*Some records*.
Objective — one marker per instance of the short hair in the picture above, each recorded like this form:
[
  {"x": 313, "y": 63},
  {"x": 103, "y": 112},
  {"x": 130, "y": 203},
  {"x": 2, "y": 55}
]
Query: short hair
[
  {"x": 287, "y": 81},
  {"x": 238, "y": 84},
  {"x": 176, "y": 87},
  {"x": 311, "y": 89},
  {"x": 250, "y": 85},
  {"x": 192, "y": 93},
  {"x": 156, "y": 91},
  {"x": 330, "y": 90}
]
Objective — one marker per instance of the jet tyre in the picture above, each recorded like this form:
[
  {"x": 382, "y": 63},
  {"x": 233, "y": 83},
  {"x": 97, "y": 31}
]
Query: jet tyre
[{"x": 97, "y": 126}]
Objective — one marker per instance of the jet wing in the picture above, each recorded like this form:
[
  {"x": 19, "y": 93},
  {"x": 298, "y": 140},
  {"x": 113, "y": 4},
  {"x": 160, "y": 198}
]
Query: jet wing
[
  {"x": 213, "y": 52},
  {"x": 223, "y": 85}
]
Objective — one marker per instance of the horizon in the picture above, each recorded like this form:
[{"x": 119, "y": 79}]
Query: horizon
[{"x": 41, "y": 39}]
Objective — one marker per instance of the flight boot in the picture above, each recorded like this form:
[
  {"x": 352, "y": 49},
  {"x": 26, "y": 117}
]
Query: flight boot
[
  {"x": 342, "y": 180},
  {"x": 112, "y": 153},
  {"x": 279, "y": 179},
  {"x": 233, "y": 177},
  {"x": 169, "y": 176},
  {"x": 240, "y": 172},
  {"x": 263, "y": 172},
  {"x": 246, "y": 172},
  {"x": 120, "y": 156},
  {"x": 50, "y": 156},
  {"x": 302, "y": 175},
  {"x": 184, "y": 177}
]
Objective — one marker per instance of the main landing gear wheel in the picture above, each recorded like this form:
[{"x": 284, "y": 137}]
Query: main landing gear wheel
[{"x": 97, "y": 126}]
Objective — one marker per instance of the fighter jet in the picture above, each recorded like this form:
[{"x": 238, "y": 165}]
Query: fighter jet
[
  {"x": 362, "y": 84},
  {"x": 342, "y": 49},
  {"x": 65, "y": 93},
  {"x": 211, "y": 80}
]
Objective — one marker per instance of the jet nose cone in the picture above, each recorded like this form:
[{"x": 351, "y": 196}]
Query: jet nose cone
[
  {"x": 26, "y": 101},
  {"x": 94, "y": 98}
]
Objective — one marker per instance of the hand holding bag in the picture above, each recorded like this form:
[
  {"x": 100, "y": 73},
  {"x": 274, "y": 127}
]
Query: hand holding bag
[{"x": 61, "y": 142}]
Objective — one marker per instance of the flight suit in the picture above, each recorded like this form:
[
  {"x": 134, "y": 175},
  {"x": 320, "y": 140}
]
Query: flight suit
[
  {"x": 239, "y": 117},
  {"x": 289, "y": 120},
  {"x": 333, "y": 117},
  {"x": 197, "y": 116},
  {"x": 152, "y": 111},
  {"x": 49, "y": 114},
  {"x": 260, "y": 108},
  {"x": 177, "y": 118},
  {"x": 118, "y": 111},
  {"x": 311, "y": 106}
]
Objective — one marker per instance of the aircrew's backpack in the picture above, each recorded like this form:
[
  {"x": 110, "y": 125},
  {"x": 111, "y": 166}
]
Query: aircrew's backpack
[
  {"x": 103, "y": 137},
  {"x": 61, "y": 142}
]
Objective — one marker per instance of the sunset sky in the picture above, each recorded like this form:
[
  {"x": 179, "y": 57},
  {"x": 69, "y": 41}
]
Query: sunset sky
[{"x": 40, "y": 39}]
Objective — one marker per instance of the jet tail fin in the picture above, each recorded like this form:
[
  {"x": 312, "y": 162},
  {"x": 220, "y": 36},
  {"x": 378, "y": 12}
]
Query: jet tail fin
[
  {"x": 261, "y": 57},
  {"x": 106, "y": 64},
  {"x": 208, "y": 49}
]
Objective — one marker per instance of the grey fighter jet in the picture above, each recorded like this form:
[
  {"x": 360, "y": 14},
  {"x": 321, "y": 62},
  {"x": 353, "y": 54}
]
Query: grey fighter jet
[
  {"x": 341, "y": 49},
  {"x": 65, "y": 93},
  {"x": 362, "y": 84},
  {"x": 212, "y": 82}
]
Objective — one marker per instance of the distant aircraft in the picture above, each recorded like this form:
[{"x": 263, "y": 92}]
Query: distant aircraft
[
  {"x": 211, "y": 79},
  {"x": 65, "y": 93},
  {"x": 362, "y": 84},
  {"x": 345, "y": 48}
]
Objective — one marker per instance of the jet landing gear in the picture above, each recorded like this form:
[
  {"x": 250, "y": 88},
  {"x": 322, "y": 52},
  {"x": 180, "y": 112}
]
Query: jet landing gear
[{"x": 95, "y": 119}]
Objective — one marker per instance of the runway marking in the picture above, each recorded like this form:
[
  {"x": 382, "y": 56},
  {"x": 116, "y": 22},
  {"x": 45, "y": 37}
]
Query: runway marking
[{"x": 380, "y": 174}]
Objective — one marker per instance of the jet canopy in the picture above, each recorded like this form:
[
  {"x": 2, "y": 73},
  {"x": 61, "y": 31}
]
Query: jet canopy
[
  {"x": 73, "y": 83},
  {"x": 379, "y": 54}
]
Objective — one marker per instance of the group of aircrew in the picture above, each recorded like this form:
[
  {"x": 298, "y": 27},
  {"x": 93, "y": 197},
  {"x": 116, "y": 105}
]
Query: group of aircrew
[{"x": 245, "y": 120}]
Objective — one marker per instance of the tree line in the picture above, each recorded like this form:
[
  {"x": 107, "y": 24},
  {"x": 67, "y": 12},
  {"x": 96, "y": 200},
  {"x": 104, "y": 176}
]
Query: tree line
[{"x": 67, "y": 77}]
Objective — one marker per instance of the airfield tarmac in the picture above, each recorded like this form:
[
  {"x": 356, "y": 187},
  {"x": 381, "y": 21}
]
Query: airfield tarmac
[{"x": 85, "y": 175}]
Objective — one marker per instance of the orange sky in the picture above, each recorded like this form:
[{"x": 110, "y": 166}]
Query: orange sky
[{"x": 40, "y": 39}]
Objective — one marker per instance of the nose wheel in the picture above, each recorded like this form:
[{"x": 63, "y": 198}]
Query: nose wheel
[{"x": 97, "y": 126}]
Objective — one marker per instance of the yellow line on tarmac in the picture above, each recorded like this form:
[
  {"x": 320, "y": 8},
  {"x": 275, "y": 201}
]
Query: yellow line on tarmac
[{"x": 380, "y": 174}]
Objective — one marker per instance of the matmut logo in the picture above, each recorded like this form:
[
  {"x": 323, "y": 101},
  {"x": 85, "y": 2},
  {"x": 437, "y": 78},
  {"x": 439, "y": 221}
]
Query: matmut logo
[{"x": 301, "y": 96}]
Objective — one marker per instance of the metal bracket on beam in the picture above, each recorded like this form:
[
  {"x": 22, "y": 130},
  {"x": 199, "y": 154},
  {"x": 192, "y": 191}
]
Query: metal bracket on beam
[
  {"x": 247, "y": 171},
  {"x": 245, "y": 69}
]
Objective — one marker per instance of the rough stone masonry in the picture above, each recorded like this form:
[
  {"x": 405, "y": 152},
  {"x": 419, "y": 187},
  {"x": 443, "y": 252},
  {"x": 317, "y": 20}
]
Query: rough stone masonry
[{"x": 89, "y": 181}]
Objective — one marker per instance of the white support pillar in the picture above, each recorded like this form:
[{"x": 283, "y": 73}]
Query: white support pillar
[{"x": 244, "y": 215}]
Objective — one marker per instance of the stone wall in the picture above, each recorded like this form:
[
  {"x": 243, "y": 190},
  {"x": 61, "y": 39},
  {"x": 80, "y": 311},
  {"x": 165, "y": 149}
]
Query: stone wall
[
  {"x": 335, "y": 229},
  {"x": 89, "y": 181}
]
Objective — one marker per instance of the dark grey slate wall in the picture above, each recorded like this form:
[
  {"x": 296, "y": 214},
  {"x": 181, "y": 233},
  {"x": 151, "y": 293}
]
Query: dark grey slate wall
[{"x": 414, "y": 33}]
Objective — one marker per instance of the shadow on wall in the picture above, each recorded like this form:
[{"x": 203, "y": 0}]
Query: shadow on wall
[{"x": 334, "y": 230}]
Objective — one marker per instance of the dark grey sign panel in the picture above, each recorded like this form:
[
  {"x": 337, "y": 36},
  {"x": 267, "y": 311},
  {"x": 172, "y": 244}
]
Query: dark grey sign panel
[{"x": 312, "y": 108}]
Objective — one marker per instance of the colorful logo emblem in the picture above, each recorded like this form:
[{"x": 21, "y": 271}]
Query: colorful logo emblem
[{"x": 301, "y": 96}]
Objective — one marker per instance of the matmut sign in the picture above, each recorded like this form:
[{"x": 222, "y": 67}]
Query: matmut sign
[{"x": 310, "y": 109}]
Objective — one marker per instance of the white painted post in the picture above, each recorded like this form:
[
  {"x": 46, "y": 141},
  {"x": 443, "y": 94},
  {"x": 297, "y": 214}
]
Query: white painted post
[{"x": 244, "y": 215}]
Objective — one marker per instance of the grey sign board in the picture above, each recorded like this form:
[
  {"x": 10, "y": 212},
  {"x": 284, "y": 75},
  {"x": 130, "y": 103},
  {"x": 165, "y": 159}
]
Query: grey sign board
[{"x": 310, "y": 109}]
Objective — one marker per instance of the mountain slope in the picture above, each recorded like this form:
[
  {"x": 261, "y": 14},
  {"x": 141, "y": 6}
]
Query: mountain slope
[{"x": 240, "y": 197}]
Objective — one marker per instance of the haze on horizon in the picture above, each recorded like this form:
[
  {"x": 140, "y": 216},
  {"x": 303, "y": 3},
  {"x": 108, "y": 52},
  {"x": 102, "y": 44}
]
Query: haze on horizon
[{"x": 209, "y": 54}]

*Written task*.
Produce an exact repeat of the lines from the one containing "Objective — one marker per instance of the shadow" through the last line of the data, and nothing more.

*Answer for this exercise*.
Objective — one marker per instance of the shadow on wall in the picture above, each recorded like this form:
[{"x": 203, "y": 0}]
Query: shadow on wall
[{"x": 334, "y": 230}]
Objective — one marker per instance of the dark grey sign panel in the picture above, each recorded like this form:
[
  {"x": 337, "y": 36},
  {"x": 267, "y": 311},
  {"x": 172, "y": 244}
]
Query: dark grey sign panel
[{"x": 312, "y": 108}]
Objective — one marker per instance of the colorful logo emblem in the picture above, each recorded like this form:
[{"x": 21, "y": 271}]
Query: colorful logo emblem
[{"x": 301, "y": 96}]
Objective — one marker per instance of the matmut sign in the picture above, each recorded like this form:
[{"x": 222, "y": 67}]
Query: matmut sign
[{"x": 310, "y": 109}]
Objective — one marker per instance of the white painted post in the picture above, each recorded like this form:
[
  {"x": 46, "y": 141},
  {"x": 443, "y": 94},
  {"x": 297, "y": 214}
]
Query: white painted post
[{"x": 244, "y": 215}]
Objective — one marker per instance of the grey sign board in the picture above, each recorded like this form:
[
  {"x": 10, "y": 212},
  {"x": 284, "y": 75},
  {"x": 130, "y": 103},
  {"x": 165, "y": 159}
]
Query: grey sign board
[{"x": 310, "y": 109}]
Objective — one marker per instance of the mountain slope in the picture above, each recorded like this form:
[
  {"x": 261, "y": 14},
  {"x": 141, "y": 6}
]
Query: mountain slope
[{"x": 240, "y": 197}]
Objective — one marker per instance of the haze on horizon in the picture above, each recorded like this form:
[
  {"x": 140, "y": 216},
  {"x": 303, "y": 3},
  {"x": 108, "y": 52},
  {"x": 102, "y": 44}
]
Query: haze on horizon
[{"x": 209, "y": 54}]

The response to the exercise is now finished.